Source document —

◇ ◇ ◇ ◇

Lab 6: MCTS Revisited
Due March 20 by midnight

This week, we will again be using the Pac-Man interface developed by John DeNero and Dan Klein at UC Berkeley.

capsuleClassic layout

Introduction

In this lab, you will explore variations on two algorithms you have encountered before: Q-learning and Monte Carlo tree search.

Your first task is to implement UCB selection as an exploration policy for Q-learning. You will then re-implement MCTS in the context of reinforcement learning, both as an offline and online MDP solver.

Many of the starting point files are the same as last week, but some have been modified to play nicely with MCTS. All of the code you write will go in UCBAgents.py.

UCB Exploration

Last week, you implemented Q-learning with an epsilon-greedy exploration policy. This policy has some shortcomings that we will attempt to improve upon:

We have already encountered an exploration policy that can alleviate these issues. UCB computes a weight for each option according to its estimated value and the number of times it has been explored. In the following formula for the UCB weight, n_s is the number of times the state has been seen, and n_s,a is the number of times the action has been taken in that state.

UCB_weight

Computing UCB weights requires us to keep track not only of the estimated Q-values, but also the number of times each (state, action) pair has been seen. Analagous to Q-values, we don't need to keep track of visits to each state, because we can compute as the sum of the state's action's visits.

UCB weight can be used to select actions during exploration in two different ways. In lab 4, we selected an option randomly with probability proportional to the UCB weights. On the other hand, Monday's reading suggests deterministically selecting the action with the highest UCB weight. You should try out both of these methods to see which works best.

Implementation and Testing

In UCBAgents.py, you need to finish implementing the class UCB_QLearningAgent. Luckily, much of the work is already done, since the class inherits from lab 5's QLearningAgent. The getAction method has been implemented for you, and calls the new method UCB_choice which you will need to implement. UCB_choice computes UCB weights for each legal action from the current state and then returns either the max-weight action, or a random action drawn with probability proportional to weights. You should test both versions to see which is more effective in each environment.

You can run your UCB_QLearningAgent on both the gridworld and PacMan domains with the following commands.

python gridworld.py -a q -k 100 -g TallGrid -u UCB_QLearningAgent

python pacman.py -p PacmanUCBAgent -x 2000 -n 2010 -l smallGrid
Remember from last week that both domains have a number of available layouts.

Offline Monte Carlo Tree Search

Next, you'll be taking things a step further and using MCTS to solve the MDP. Interestingly, MDP solving (not complete-information game playing) was the original purpose for which the UCT algorithm was proposed.

◇ ◇ ◇ ◇

Required task 1 — In the lab handout, which file must hold all of the code you write?

Dataset —
◇ ◇ ◇ ◇

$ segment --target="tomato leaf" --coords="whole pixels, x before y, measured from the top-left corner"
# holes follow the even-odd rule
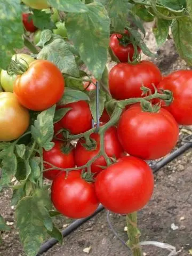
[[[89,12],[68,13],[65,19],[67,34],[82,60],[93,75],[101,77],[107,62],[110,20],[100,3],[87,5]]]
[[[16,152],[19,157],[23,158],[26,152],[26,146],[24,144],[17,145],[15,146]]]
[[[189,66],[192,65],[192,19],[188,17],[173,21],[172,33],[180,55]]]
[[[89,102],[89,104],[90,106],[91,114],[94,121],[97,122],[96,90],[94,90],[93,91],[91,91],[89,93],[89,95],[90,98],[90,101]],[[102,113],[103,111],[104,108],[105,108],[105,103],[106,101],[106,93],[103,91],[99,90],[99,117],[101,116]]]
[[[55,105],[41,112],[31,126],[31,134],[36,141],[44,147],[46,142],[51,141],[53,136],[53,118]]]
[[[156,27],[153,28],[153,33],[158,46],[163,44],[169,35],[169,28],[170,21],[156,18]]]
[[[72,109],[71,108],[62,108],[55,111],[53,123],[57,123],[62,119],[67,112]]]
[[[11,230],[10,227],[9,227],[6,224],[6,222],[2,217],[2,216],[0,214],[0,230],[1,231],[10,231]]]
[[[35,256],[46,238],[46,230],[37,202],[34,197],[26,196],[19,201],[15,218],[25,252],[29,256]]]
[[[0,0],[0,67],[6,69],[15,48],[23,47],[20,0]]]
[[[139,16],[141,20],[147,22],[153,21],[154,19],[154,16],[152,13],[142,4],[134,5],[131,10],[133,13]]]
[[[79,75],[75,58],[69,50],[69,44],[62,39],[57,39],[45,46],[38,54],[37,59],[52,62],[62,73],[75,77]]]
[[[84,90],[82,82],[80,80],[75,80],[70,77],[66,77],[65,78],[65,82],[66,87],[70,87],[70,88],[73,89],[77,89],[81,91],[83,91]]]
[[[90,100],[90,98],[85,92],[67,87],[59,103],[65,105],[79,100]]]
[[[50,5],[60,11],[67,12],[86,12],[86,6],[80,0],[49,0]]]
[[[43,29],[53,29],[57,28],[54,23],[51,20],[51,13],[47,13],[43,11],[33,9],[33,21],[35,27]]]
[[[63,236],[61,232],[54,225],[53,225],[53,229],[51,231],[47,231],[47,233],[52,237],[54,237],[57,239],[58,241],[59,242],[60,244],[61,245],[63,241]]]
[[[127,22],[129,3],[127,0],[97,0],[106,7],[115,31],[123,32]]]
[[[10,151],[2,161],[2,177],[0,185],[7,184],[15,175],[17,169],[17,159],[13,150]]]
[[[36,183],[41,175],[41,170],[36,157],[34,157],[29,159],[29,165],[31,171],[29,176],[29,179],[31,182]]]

◇ ◇ ◇ ◇

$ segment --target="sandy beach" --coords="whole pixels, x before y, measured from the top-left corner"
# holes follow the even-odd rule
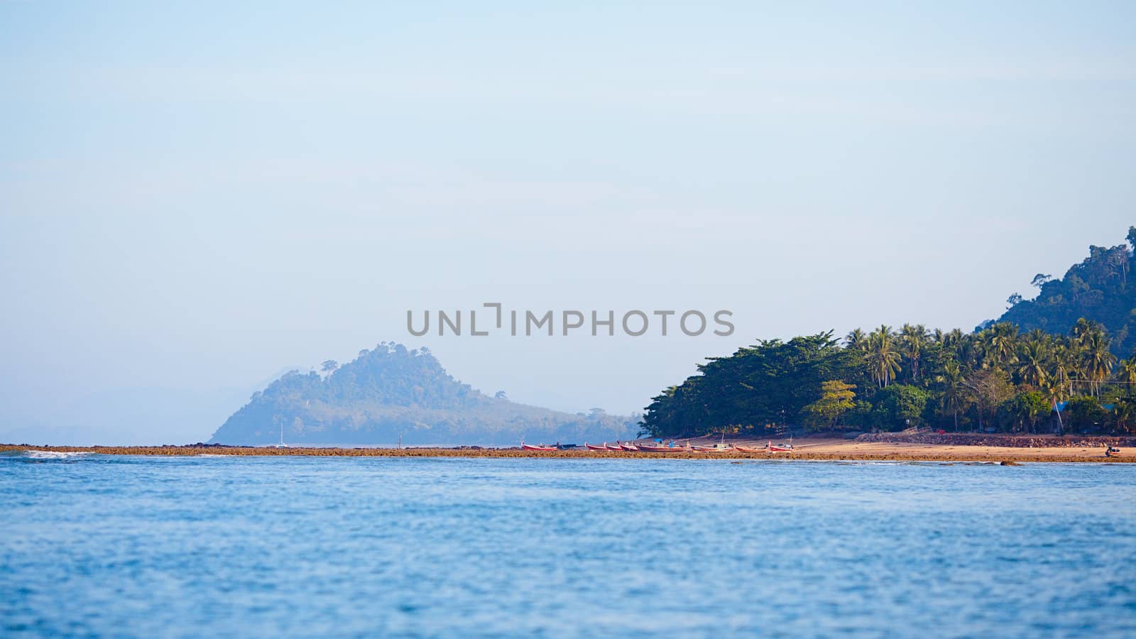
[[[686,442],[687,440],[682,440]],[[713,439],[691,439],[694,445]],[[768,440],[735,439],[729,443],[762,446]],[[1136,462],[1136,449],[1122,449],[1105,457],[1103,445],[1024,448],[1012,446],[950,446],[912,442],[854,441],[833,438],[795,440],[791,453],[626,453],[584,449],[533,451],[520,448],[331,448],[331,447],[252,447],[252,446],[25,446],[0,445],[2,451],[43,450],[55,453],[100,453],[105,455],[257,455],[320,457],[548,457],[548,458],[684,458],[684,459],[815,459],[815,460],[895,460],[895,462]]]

◇ ◇ ◇ ◇

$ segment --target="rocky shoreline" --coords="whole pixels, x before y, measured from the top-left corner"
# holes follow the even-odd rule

◇ ◇ ◇ ◇

Required task 2 — Pull out every line of the rows that contains the string "target".

Output 1 — UCBAgents.py

Output 2 —
$ segment --target="tomato leaf" --coords="whole pixels, x before y, measured from the top-left corner"
$ segment --target="sandy beach" --coords="whole pixels, x before y, measured from the top-left corner"
$ segment --target="rocky shoreline" --coords="whole pixels, x before y, measured from the top-left corner"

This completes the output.